Objective 1
Which four pairs of categories does the quoted article in the election commentary list after the words "but also by"?
Objective 2
Could you carry on the election commentary from the point where it stops?

Provided passage
We were confronted with
the undeniable reality this week. What we learned on Wednesday
morning is more important than who the next president will be. It was
something many of us had already suspected, that the culture we live
in has changed. One article pointed out, “The changing U.S.
electorate split in two Tuesday, not only along lines of political
party and ideology but also by race and ethnicity, gender and marital
status, region and religion, education and age.” The divisions are
even sharper than they were four years ago. Republican pollster Whit
Ayres says, "We have never had a more polarized electorate."1
Dr. Mohler noted that “millions of Americans went to the polls and
voted according to a contrary worldview." What does that mean
for us as believing families? He goes on to say, "I think this
was an evangelical disaster." He is right, and says “there's a
danger that evangelicals won't see this larger lesson.” Mohler
points out, “The popular vote reveals a deeply divided nation. The
nation is divided politically, but that divide points to a division
at the level of worldview.”2
He illustrates the
point in an article published November 7, “The 2012 election makes
clear that Americans are divided over fundamental questions.

Data excerpts
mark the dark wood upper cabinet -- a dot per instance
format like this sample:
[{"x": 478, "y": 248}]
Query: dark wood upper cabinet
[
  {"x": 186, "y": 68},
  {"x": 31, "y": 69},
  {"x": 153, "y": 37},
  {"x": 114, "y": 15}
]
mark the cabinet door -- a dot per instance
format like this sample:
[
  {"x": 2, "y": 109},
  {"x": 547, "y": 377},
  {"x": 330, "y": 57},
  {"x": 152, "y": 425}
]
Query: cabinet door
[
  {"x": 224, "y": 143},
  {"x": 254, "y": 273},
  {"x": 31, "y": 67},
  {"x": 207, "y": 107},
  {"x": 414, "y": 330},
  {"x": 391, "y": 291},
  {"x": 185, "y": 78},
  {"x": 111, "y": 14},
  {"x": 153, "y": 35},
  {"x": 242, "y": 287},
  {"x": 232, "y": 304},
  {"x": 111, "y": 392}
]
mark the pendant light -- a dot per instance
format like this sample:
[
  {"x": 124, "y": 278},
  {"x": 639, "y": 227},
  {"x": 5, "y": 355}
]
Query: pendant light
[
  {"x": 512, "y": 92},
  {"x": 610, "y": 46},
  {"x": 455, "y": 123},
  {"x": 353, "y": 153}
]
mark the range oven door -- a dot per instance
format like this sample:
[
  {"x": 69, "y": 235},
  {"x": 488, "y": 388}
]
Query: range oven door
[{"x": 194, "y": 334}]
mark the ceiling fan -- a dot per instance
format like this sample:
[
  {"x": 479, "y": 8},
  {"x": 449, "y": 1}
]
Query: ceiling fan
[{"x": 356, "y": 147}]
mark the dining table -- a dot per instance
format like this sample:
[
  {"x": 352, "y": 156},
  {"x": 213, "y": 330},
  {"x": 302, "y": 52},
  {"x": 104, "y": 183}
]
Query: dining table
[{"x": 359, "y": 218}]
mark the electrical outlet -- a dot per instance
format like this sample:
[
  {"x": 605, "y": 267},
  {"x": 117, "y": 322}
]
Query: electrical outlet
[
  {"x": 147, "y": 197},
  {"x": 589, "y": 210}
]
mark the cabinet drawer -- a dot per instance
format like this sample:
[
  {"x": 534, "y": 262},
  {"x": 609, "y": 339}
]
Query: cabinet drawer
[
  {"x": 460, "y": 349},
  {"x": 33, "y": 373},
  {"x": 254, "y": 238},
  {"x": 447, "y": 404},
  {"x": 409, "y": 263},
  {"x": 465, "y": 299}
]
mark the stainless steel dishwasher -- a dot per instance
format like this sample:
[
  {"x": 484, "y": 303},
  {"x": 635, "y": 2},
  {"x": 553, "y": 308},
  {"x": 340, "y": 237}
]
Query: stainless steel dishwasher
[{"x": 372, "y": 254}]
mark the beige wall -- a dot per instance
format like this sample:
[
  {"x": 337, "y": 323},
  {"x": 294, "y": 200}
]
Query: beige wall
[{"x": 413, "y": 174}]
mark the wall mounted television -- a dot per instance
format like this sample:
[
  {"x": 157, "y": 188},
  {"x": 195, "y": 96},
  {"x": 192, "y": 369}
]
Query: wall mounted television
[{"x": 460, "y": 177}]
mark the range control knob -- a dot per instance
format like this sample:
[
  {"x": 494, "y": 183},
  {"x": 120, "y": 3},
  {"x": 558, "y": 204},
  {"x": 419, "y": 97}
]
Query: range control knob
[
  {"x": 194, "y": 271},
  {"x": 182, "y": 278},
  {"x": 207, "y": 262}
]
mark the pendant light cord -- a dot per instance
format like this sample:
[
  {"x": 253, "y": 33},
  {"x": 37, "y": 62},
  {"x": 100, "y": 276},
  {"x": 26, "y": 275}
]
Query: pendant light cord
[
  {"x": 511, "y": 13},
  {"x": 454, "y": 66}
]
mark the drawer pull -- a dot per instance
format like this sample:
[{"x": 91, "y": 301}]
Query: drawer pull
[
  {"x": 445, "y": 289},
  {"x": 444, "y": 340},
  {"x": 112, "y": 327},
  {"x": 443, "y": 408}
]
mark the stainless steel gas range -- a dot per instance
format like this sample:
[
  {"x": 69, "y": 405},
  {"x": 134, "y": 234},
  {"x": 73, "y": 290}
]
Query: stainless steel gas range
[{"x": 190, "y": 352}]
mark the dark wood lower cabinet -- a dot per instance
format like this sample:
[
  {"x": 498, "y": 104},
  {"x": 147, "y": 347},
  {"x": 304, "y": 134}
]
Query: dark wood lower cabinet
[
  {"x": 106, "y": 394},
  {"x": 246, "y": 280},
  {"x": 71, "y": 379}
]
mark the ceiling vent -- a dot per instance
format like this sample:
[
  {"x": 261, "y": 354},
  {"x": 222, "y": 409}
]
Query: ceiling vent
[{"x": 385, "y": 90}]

==

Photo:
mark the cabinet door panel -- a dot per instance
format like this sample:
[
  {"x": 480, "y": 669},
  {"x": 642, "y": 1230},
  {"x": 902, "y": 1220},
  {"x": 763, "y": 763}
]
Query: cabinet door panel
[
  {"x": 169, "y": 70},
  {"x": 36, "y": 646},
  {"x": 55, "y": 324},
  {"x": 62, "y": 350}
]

---

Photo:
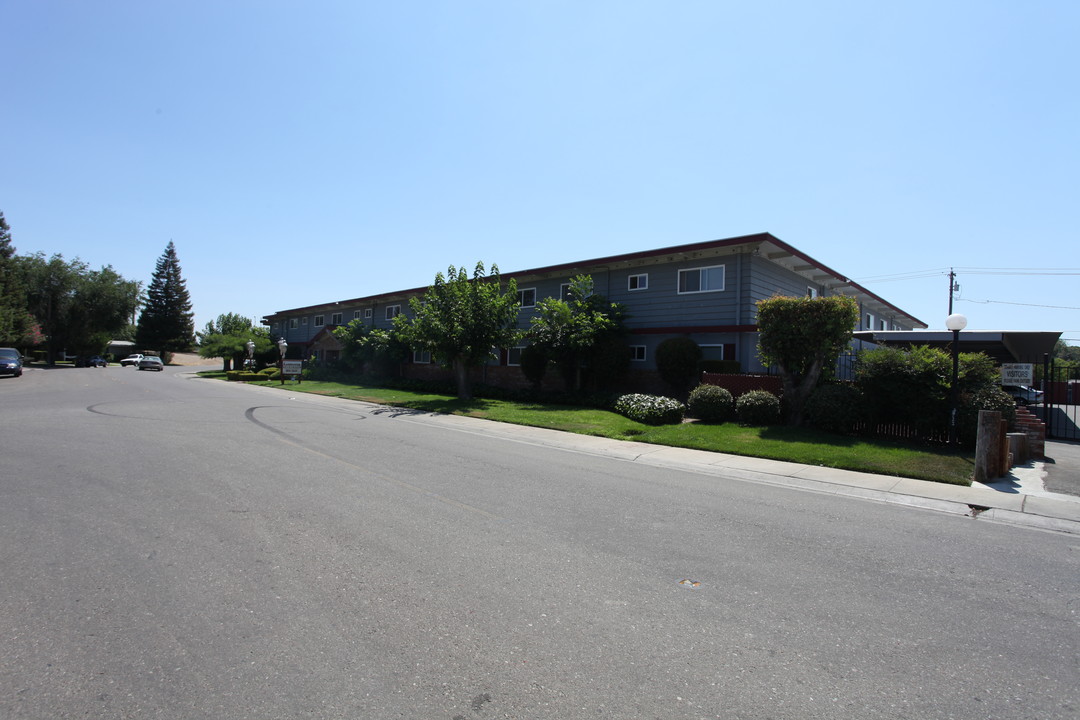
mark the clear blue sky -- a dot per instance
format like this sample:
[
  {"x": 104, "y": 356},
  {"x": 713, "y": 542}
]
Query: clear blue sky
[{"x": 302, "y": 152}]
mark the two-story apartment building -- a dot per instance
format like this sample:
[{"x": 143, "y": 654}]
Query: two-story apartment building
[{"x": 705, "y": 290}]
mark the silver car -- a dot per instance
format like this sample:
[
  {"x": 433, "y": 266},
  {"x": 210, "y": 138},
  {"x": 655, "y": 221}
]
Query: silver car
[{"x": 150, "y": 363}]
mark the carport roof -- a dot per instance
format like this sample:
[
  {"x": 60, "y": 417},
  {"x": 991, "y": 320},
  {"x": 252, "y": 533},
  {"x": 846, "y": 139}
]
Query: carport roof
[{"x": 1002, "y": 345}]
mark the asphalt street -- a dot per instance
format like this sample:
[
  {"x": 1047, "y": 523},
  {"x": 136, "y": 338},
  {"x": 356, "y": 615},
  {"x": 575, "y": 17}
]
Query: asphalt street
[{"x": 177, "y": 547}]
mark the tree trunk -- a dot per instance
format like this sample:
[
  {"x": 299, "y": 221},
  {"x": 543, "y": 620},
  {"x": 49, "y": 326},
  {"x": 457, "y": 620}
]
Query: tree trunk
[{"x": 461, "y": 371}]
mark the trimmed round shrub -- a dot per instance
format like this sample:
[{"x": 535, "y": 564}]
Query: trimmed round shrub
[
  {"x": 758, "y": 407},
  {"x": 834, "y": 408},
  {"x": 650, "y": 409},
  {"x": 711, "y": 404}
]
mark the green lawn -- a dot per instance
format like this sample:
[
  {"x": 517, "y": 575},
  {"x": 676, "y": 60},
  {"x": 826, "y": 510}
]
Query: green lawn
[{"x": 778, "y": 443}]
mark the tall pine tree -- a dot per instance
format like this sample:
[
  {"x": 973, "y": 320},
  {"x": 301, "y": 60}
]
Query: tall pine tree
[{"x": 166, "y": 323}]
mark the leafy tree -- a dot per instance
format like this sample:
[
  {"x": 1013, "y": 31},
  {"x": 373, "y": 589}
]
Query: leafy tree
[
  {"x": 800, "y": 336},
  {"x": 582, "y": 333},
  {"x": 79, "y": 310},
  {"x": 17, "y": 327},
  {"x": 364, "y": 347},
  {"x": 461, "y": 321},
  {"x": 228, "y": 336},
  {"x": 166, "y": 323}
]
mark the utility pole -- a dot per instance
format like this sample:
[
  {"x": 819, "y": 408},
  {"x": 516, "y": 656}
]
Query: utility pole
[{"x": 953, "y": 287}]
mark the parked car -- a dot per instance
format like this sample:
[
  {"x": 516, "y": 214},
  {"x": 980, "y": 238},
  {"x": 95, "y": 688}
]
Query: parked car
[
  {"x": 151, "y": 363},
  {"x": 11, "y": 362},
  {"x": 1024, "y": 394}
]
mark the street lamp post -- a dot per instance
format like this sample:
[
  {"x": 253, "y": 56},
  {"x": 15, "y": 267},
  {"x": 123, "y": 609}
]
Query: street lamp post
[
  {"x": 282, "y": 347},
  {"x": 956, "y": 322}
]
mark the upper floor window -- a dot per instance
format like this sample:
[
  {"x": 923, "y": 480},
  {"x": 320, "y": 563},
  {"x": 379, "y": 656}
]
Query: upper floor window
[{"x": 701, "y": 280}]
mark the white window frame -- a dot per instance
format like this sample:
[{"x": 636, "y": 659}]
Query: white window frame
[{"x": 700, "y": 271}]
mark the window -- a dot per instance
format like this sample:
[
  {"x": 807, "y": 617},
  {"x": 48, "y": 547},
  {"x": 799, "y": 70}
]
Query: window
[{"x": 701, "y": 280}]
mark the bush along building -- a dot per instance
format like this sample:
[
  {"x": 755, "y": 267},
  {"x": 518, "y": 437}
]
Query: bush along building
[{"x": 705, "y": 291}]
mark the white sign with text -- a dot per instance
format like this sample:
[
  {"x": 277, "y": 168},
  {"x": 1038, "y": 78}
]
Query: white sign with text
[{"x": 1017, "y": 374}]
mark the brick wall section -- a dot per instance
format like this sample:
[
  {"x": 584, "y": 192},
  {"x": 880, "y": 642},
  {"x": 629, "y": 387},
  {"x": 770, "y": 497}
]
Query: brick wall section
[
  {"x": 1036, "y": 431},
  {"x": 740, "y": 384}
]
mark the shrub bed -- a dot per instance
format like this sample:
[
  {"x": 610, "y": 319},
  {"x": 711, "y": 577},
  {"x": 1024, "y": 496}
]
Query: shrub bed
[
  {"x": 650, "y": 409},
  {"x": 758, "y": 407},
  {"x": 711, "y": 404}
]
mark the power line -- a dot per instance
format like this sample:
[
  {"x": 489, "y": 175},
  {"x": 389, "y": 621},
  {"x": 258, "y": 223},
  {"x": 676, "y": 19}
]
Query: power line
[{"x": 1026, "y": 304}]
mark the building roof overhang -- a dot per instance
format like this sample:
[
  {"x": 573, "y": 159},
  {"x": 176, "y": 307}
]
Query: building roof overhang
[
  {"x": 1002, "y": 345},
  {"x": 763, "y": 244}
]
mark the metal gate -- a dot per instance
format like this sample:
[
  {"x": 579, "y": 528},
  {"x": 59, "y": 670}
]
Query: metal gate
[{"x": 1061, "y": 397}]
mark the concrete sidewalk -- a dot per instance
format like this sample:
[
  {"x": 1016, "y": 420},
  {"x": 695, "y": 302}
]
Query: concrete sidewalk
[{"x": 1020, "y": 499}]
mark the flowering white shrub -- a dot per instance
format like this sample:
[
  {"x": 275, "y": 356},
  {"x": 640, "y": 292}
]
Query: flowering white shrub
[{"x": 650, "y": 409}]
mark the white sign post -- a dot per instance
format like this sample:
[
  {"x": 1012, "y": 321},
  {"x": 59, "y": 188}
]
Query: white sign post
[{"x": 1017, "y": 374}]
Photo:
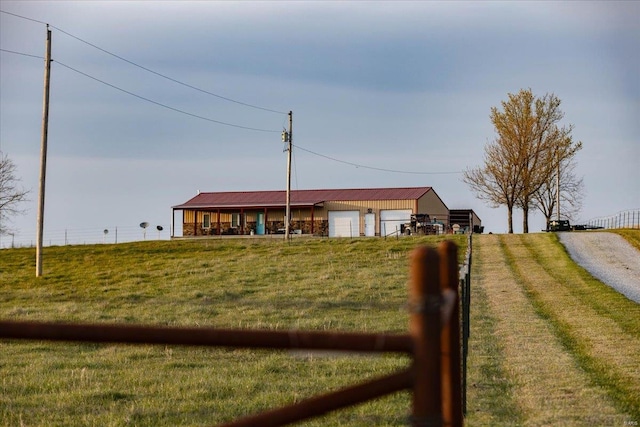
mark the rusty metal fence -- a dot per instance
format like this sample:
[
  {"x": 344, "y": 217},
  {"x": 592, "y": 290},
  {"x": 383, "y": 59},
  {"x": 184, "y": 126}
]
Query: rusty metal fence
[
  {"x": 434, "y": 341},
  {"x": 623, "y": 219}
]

Task answer 1
race and ethnicity
gender and marital status
region and religion
education and age

Task answer 2
Americans are divided into camps that define and see the world in
fundamentally different terms. The election did not cause this
division, it merely revealed it. This deep division at the level of
worldview is an even greater challenge for the church. The electorate
is becoming more secular. Recent studies have indicated that the
single greatest predictor of voting patterns is the frequency of
church attendance.” 79% of those voting for Romney attend
religious service as much as once a week, while 60% of those voting
for Obama never attend any religious service. “Far fewer Americans
now attend church, and a recent study indicated that fully 20% of all
Americans identify with no religious preference at all. The
secularizing of the electorate will have monumental consequences.”3
Clearly, we face a new
moral landscape in America, and a worldview challenge that is far
greater than any political challenge. Christians must never see
political action as an end, but only as a means. Our main concern is
the Gospel of Jesus Christ. This is, however, an urgent call to
action. Maybe Jimmy Scroggins, Senior Pastor of The First Baptist
Church of West Palm Beach, tweeted it best, “This election ought to
force evangelicals to change identities. Abandon 'moral majority'
mindset & embrace living as 'missional minority.'”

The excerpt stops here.